SUPPLIED MATERIAL ▸
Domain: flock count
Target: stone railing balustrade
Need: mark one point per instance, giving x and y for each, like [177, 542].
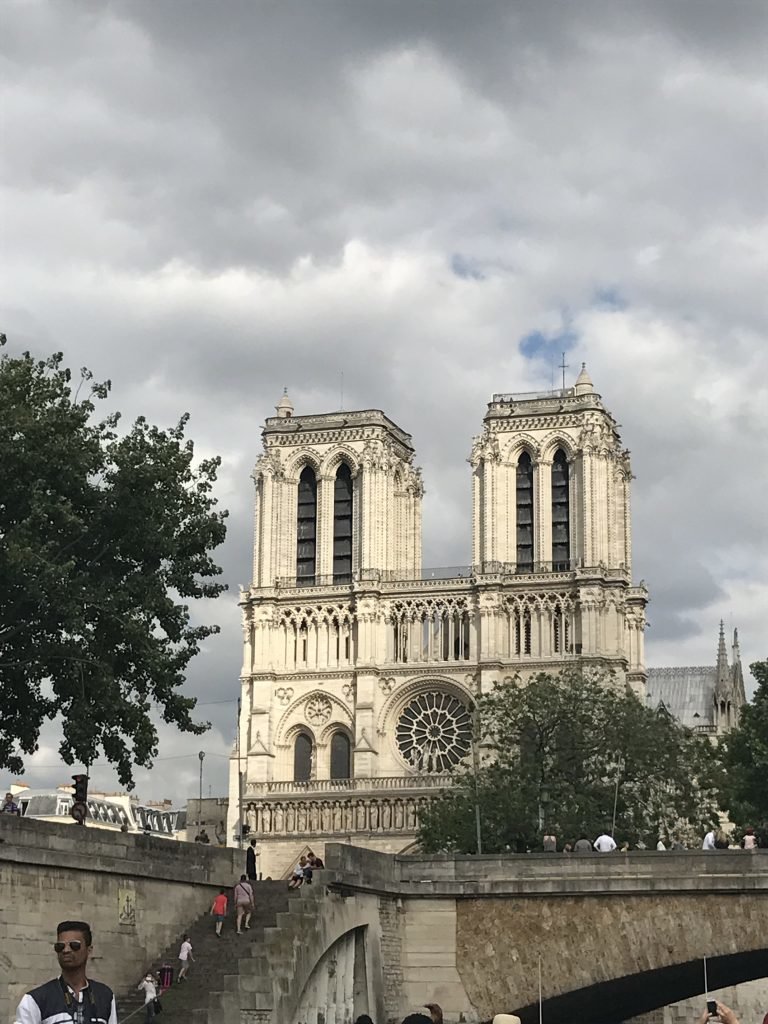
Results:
[349, 807]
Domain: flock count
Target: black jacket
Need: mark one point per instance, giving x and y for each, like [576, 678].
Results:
[47, 1005]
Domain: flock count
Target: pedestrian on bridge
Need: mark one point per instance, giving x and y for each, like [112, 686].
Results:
[185, 957]
[251, 861]
[72, 996]
[218, 909]
[244, 903]
[150, 984]
[604, 843]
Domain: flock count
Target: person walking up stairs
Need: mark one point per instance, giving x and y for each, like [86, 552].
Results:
[215, 956]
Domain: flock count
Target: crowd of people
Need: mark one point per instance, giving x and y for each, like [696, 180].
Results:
[302, 873]
[74, 996]
[715, 839]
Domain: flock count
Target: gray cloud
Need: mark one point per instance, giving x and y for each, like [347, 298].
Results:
[205, 208]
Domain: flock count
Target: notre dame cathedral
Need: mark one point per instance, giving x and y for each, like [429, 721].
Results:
[359, 667]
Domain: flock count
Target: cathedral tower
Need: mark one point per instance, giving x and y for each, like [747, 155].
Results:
[360, 670]
[551, 514]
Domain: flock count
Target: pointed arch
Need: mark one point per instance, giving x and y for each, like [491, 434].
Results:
[525, 512]
[560, 511]
[306, 528]
[336, 456]
[303, 756]
[343, 518]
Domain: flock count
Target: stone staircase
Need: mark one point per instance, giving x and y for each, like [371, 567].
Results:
[230, 979]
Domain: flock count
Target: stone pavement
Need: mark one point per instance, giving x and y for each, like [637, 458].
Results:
[233, 956]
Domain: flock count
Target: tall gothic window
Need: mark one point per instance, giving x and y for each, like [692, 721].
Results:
[306, 528]
[340, 756]
[560, 513]
[343, 524]
[302, 758]
[524, 514]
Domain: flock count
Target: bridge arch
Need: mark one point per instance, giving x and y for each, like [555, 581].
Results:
[621, 998]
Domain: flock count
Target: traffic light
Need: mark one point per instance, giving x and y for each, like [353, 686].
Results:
[80, 806]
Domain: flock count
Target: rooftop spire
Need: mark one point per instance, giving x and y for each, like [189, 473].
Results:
[285, 407]
[584, 383]
[722, 668]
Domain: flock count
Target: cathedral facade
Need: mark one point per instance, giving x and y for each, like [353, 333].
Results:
[360, 669]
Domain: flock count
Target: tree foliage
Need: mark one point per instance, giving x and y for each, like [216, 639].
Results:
[102, 537]
[745, 759]
[552, 753]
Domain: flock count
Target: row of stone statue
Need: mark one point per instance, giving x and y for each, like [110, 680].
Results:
[317, 816]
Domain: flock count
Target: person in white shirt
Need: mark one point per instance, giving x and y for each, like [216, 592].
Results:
[150, 985]
[604, 844]
[185, 957]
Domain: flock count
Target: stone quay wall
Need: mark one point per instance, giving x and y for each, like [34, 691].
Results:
[138, 893]
[452, 921]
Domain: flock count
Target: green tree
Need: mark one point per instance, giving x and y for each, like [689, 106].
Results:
[557, 753]
[744, 793]
[102, 538]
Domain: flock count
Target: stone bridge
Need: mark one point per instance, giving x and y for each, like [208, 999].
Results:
[617, 935]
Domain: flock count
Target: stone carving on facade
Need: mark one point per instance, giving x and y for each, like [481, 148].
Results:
[268, 464]
[334, 816]
[317, 711]
[251, 817]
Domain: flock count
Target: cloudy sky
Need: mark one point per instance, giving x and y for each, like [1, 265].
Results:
[205, 202]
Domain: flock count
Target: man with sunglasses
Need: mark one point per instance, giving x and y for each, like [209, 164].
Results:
[72, 996]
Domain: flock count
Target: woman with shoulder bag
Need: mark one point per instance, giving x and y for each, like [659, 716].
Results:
[152, 1004]
[244, 903]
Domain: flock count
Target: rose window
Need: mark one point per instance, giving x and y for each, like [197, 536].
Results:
[434, 732]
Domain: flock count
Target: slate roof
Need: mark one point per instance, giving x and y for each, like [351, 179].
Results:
[687, 692]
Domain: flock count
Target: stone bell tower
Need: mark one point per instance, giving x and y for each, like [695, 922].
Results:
[551, 510]
[342, 486]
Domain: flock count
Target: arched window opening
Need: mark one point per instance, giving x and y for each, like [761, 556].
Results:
[343, 524]
[560, 513]
[524, 514]
[400, 637]
[302, 758]
[306, 528]
[341, 756]
[526, 633]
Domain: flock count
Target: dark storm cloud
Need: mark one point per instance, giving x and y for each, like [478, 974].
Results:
[208, 202]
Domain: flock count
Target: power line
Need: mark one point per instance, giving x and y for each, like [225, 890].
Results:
[109, 764]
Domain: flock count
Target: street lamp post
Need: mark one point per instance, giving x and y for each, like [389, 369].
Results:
[202, 756]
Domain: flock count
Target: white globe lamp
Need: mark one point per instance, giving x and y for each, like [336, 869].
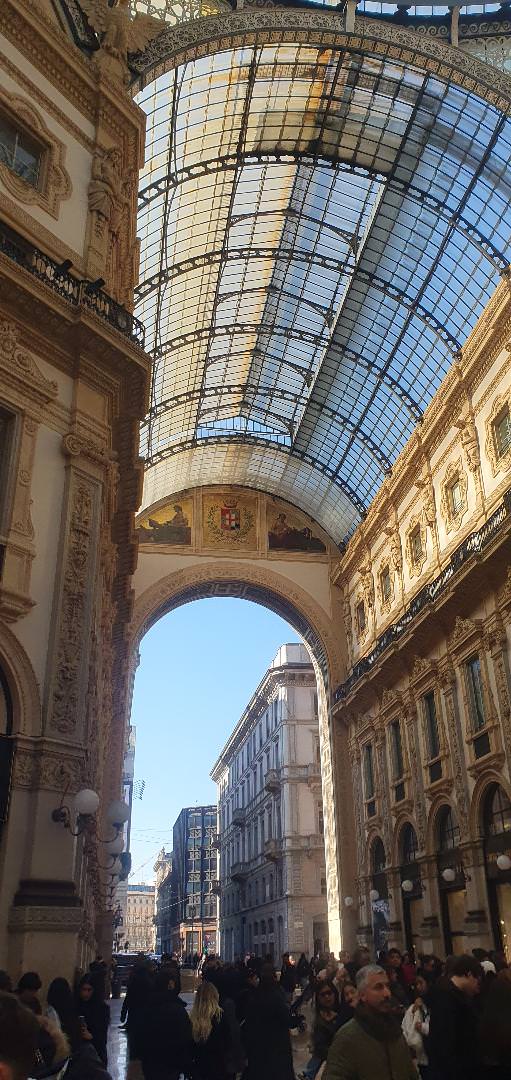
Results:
[118, 813]
[86, 802]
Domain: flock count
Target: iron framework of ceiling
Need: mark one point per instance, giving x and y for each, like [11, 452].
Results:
[321, 229]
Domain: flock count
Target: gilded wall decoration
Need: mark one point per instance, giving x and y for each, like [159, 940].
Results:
[386, 601]
[499, 461]
[171, 524]
[53, 183]
[287, 532]
[454, 511]
[229, 522]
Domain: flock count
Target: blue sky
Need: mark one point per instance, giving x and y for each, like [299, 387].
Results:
[199, 666]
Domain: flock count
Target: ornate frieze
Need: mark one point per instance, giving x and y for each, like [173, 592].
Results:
[54, 181]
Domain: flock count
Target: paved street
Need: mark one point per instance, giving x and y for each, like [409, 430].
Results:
[118, 1064]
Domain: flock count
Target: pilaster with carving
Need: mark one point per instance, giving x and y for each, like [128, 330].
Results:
[26, 393]
[497, 646]
[75, 597]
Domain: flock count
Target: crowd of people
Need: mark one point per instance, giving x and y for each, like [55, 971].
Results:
[397, 1018]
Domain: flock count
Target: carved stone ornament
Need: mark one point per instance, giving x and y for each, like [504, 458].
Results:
[72, 622]
[19, 368]
[469, 441]
[453, 514]
[53, 183]
[415, 563]
[75, 445]
[464, 630]
[499, 462]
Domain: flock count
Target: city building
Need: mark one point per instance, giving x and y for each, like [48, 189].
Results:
[139, 926]
[164, 895]
[195, 877]
[255, 324]
[120, 909]
[270, 812]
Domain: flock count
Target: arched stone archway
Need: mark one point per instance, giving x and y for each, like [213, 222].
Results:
[246, 579]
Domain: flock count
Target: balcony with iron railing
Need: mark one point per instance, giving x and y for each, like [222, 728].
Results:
[81, 294]
[272, 782]
[239, 872]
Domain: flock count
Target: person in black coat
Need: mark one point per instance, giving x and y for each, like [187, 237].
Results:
[164, 1038]
[495, 1030]
[266, 1031]
[453, 1048]
[96, 1015]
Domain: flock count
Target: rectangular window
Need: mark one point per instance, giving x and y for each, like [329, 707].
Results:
[386, 584]
[416, 544]
[19, 151]
[397, 747]
[455, 497]
[502, 432]
[431, 725]
[475, 693]
[368, 772]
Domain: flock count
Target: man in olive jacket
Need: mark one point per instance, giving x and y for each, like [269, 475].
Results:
[371, 1047]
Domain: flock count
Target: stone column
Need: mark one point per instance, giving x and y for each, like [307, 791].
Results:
[46, 901]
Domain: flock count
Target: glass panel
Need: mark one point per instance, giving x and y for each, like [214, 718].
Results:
[499, 813]
[448, 831]
[320, 232]
[457, 915]
[475, 692]
[431, 725]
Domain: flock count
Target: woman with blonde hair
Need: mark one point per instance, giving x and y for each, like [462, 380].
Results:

WHAT IS EXPECTED ▸ The preceding entries should be duplicated word for word; no picture belongs in the copy.

COMPLETED TASK ▸
Domain: flock count
Target: stone railing balustrade
Need: mark one point per instance, giving x and y for each, like [177, 542].
Results:
[349, 807]
Domain: flock count
Target: black jacket
Need: mark one point per instance, giving x and y for each, like [576, 678].
Results:
[47, 1005]
Domain: flock count
Target: pedestrian on bridge
Need: mark one point per instance, giving x and y for each, like [112, 686].
Results:
[185, 957]
[251, 861]
[72, 996]
[218, 909]
[244, 903]
[150, 984]
[604, 843]
Domain: flock count
Target: person walking up stairs
Need: mark one point per instance, giving x and y for each, like [86, 552].
Results:
[215, 956]
Domain: flock count
Target: crowd of people
Need: mark one point per instance, giving x and y for each, like [696, 180].
Results:
[302, 873]
[74, 996]
[715, 839]
Domain: flock count
Target: gray cloud
Need: mark one point per instance, giving x and y for each, like [347, 298].
Results:
[205, 208]
Domain: flock count
Target: notre dame cathedral
Need: mark one point per instance, giving x and y for each, like [429, 721].
Results:
[359, 667]
Domain: flock count
Target: cathedral tower
Need: mark one point per instance, giving x and y for each, like [747, 155].
Results:
[360, 670]
[551, 514]
Domain: flock count
Target: pointed arch
Need: mark one point per instance, giving x and y for each, like [491, 434].
Results:
[525, 512]
[560, 511]
[306, 528]
[336, 456]
[303, 756]
[343, 518]
Domain: flock count
Target: stone staircase
Need: mark one point per instance, giving x and y for each, like [371, 567].
Results:
[230, 979]
Domain: flock count
Target: stone pavement
Need: mark one point per instance, giving x and y for each, like [637, 458].
Results:
[233, 956]
Domain: flock count
Target: tall gothic window
Need: mark one point per instance, giving x and y for each, like [692, 721].
Results:
[306, 528]
[340, 756]
[560, 513]
[343, 524]
[302, 758]
[524, 514]
Domain: flock count
Target: bridge arch
Need: mark one point per instance, giving x and y for each, like [555, 581].
Results:
[621, 998]
Domain: flock count
Target: traffic light
Need: mark one point per instance, giving x and y for each, like [353, 686].
Results:
[80, 806]
Domain: flock count
Target: rooftop spire
Need: mark one point per instance, giving x and y for each, like [189, 473].
Results:
[285, 407]
[584, 383]
[722, 668]
Domain: flock count
Target: cathedral facade
Need: mark one point per instance, giving x and y for each, like [353, 333].
Results:
[360, 669]
Domain: flock count
Target: tree foliage
Need: mark one point per instance, giving x and y for each, like [216, 639].
Results:
[102, 537]
[745, 759]
[552, 753]
Domain: flock count
Target: row of stone statue
Need: mark one point per instance, giving x and y for each, like [110, 680].
Results:
[317, 816]
Domain: flock count
Target: person in white shirt
Need: mark one point per instance, giving x and y for each, like [216, 592].
Results:
[150, 985]
[604, 844]
[185, 957]
Domain: flock count
Target: stone quay wall
Need: mark one point per instance, giving x and y for each, like [34, 691].
Results:
[138, 893]
[452, 921]
Domain: flock count
Target: green tree
Need: mark one point per instance, giving x and y for each, like [689, 106].
Results:
[557, 753]
[744, 793]
[102, 538]
Domain: flock count
Target: stone bridge
Need: mark one point per instance, giving x and y for each, like [208, 999].
Results:
[617, 935]
Domain: flock count
Target: stone carving on facade
Need: mark one point per instance, giving x and y for each, like [481, 148].
Results:
[268, 464]
[334, 816]
[317, 711]
[251, 817]
Domain: flock count
Target: cloudy sky
Need: mark one point per instance, giving x and y for each, like [1, 265].
Results:
[205, 202]
Domain: flock count
Target: man with sunglasses
Need: mark one point per instance, giving x and y for each, like [209, 164].
Results:
[72, 996]
Domain: flock count
Target: woman with shoulder bag
Need: mark one point per instance, giving x and y for each, like [659, 716].
Results:
[152, 1004]
[244, 903]
Domain: flock count
Target: rose window
Need: mark one point per instance, giving x and y for each, like [197, 536].
Results:
[434, 732]
Domain: flock count
Target: slate roof
Need: mark one point per instance, giving x and y for each, like [351, 179].
Results:
[687, 692]
Domain: flock count
Target: stone bell tower
Need: mark one point per instance, giving x and y for each, like [695, 922].
Results:
[551, 510]
[342, 486]
Domain: flock count
Target: arched window opening
Need: mark one point per instance, giving x and y for each, like [761, 556].
Results:
[343, 524]
[560, 513]
[524, 514]
[400, 637]
[302, 758]
[306, 528]
[341, 756]
[526, 633]
Domain: flock count
Target: dark storm cloud
Need: mark one point per instance, giving x and y for each, like [478, 974].
Results:
[208, 202]
Domain: flock count
Target: power line
Need: mark one point per instance, giving x and y for each, like [225, 890].
Results:
[109, 764]
Domain: flock count
Target: street lamp post
Need: mark one point per instance, giving x and y for each, like [389, 369].
Results:
[202, 756]
Domain: flock count
Target: white globe lamp
Need: mark one point per instance, giving x and y for each, like [336, 869].
Results:
[118, 813]
[86, 802]
Domain: flock count
Target: iron framework of ceiling
Need: mark one point per instance, giving x and y for each, like [11, 452].
Results:
[321, 229]
Domain: flock count
Target: gilded wall decoration
Need: mark one point per instance, giving x and y for each, like [159, 940].
Results:
[386, 601]
[499, 461]
[171, 524]
[53, 183]
[287, 532]
[454, 511]
[229, 522]
Domain: flock count
Target: blue sky
Need: mark one point per instance, giving x and y for each, like [299, 387].
Results:
[199, 666]
Domain: flock count
Target: ornate frieze
Need: mark one point per instance, giving x and y for each, like [173, 592].
Results:
[54, 181]
Domain: flock count
Target: paved street
Need: mark one point per instance, giving x and y for each, like [409, 430].
Results:
[118, 1064]
Domain: flock count
Target: pilaster with carving
Need: mark one point per instance, giving x and y for each, like [128, 330].
Results:
[26, 393]
[497, 646]
[75, 597]
Domain: flock count
Target: crowd of people
Need: mark one point per instance, giving x and y for each, like [55, 971].
Results:
[397, 1018]
Domain: flock count
Target: carved stone ornament
Need: mark one point per instance, giving x and y for each, like [504, 458].
Results:
[72, 622]
[19, 368]
[469, 441]
[453, 514]
[53, 183]
[415, 563]
[75, 445]
[464, 630]
[499, 462]
Domain: flock count
Target: city building
Need: mark one point per instance, giving x and y for each, like [48, 189].
Results:
[139, 926]
[164, 895]
[195, 877]
[255, 324]
[120, 909]
[270, 812]
Domain: flock count
Target: arched stone archway
Need: mark one point per instance, giving x and y for each, like [213, 222].
Results:
[246, 579]
Domain: flock count
Target: balcony with iron railing
Need: mark one point per instance, giving x and y for each, like [222, 728].
Results:
[81, 294]
[272, 782]
[239, 872]
Domain: flock count
Target: person in black coat
Need: mark one point per instance, giving x and y for each, like [187, 237].
Results:
[164, 1038]
[495, 1030]
[266, 1031]
[453, 1048]
[96, 1015]
Domain: flock count
Target: rectangular window
Need: mark one point per instance, giving x and y for each, like [329, 707].
Results:
[386, 584]
[416, 544]
[19, 151]
[397, 747]
[455, 497]
[502, 432]
[431, 725]
[475, 693]
[368, 772]
Domain: flock count
Target: man in olive jacket
Need: mark one point per instance, giving x and y for each, like [269, 475].
Results:
[371, 1047]
Domain: flock count
Target: stone column
Need: mark one point per instance, giving x and y for each, like [307, 791].
Results:
[46, 901]
Domain: flock count
Target: glass panel
Need: mark one point per instance, giving x and y for each, like [214, 718].
Results:
[499, 813]
[448, 831]
[320, 232]
[457, 915]
[475, 692]
[431, 725]
Domain: flock count
Target: woman with blonde hair
Need: mark one point per instance, giving x and y for each, like [462, 380].
Results:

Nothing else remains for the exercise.